Hi Thomas,
did anything ever come out of this?
I'm encountering a similar but different problem, where a nested
interrupt handler is called directly from the resend tasklet (and
therefore -- if I'm not mistaken -- in an atomic context, which is
unexpected). This issue however appears during system startup, when the
interrupt is first enabled, and is very, very hard to reproduce. So I
don't have much room for further investigation.
Do you have any clue what might be the sequence of events leading to
this behavior?
While I reckon that using irq_set_parent() on the nested IRQ might as
well fix the issue (or just as well hide it), I just don't understand
how this all works. Plus, I wonder why it is (almost) never used... I
only found two occurrences of irq_set_parent() on 3.19-rc5 (gpiolib.c
and twl6030-irq.c), whereas exactly zero on 3.10.60.
Is there any known way to trigger/test interrupt resending (which, I
believe, has been around for a very long time)?
Thank you!
Gerlando
On 09/17/2014 11:57 PM, Thomas Gleixner wrote:
> On Sat, 13 Sep 2014, Laurent Pinchart wrote:
>
>> The TWL RTC interrupt is a double-nested threaded interrupt, handled
>> through the TWL SIH (Secondary Interrupt Handler) and PIH (Primary
>> Interrupt Handler).
>>
>> When the system is woken up from suspend by a TWL RTC alarm interrupt,
>> the TWL PIH and SIH are enabled first (due to the normal IRQ enabling
>> sequence for the PIH and to the IRQF_EARLY_RESUME flag for the SIH)
>> before the TWL RTC interrupt gets enabled. This results on the interrupt
>> being processed by the TWL primary interrupt handler, forwarded to the
>> nested SIH, and then marked as pending for the RTC by handle_nested_irq
>> called from the SIH.
>>
>> The RTC interrupt then eventually gets reenabled the kernel, which will
>> try to call its top half interrupt handler. As the interrupt is a nested
>> threaded IRQ, its primary handler has been set to the
>> irq_nested_primary_handler function, which is never supposed to be
>> called and generates a WARN_ON, without waking the IRQ thread up.
>
> Right. It CANNOT wake up the thread, because there is no thread
> associated to that particular interrupt. It's handler is called in the
> context of the parent (demultiplexing) interrupt thread. Of course
> twl4030 does not call irq_set_parent() for the nested
> interrupts. That's there so the resend of a nested thread irq will be
> targeted to its parent.
>
> Using IRQF_EARLY_RESUME is really, really wrong for device drivers
> simply because at the point where early resume is called the devices
> have not yet been resumed, so a interrupt delivered at this point
> might run into a stale device and cause a machine stall or any other
> undesired side effect. It was added for a special case with Xen where
> Xen needs the IPIs working early in resume. And it's definitely not
> meant to solve ordering issues of interrupts on resume.

Challenge a – Copy the entries from the line containing "Guideline: for every instance of the butterfly forewing, the" through the end of the entries, and increase every x and y coordinate in the answers by 120. Keep the sample coordinates in the guidelines as they are.
The kernel mailing-list thread above has no connection to the entries that come after it.

(Location annotation dataset excerpts)
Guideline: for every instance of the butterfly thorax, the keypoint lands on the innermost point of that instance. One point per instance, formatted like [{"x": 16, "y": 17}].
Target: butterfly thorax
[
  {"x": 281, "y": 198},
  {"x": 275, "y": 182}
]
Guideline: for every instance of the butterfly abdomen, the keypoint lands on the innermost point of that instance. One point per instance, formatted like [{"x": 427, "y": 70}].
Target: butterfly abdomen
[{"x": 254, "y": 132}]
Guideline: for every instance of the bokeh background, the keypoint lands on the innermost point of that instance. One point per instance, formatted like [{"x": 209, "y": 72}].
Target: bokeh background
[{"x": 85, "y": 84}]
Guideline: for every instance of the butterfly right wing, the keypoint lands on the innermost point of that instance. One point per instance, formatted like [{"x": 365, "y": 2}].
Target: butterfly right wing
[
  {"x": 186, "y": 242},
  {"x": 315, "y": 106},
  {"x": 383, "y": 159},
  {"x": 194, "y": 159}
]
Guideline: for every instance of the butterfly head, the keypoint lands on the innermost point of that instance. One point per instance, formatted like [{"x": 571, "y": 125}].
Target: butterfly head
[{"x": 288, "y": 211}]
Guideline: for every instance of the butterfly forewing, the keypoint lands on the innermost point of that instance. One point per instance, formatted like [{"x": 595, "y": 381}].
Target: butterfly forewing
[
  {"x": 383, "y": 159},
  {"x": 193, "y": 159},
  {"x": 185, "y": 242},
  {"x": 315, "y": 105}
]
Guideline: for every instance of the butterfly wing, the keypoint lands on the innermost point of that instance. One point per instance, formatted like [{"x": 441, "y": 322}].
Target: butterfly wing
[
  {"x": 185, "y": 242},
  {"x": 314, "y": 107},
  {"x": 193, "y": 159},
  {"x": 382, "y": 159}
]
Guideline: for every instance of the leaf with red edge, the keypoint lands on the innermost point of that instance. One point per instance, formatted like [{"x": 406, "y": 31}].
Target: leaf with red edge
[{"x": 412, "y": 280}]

Challenge b – According to the kernel mailing-list thread, what special case was IRQF_EARLY_RESUME originally added for?

Full answer a –
Guideline: for every instance of the butterfly forewing, the keypoint lands on the innermost point of that instance. One point per instance, formatted like [{"x": 595, "y": 381}].
Target: butterfly forewing
[
  {"x": 503, "y": 279},
  {"x": 313, "y": 279},
  {"x": 305, "y": 362},
  {"x": 435, "y": 225}
]
Guideline: for every instance of the butterfly wing, the keypoint lands on the innermost point of that instance. One point per instance, formatted like [{"x": 441, "y": 322}].
Target: butterfly wing
[
  {"x": 305, "y": 362},
  {"x": 434, "y": 227},
  {"x": 313, "y": 279},
  {"x": 502, "y": 279}
]
Guideline: for every instance of the leaf with red edge, the keypoint lands on the innermost point of that instance. One point per instance, formatted like [{"x": 406, "y": 31}].
Target: leaf with red edge
[{"x": 532, "y": 400}]

Full answer b – It was added for a special case with Xen, which needs the IPIs working early in resume.